Records provided:

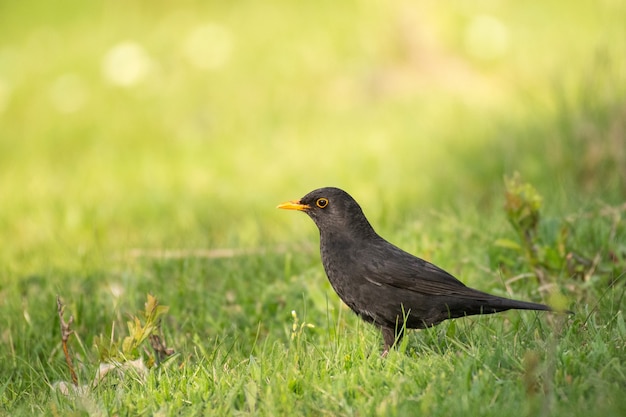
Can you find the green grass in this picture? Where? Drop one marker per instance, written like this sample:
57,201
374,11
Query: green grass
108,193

==

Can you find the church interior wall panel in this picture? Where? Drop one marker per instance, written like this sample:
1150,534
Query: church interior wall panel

What is being asked:
Copy all lines from the data that hold the word "church".

Solution:
Can you find the church interior wall panel in this picture? Where? Drop one marker per instance, written like this sample:
Query: church interior wall panel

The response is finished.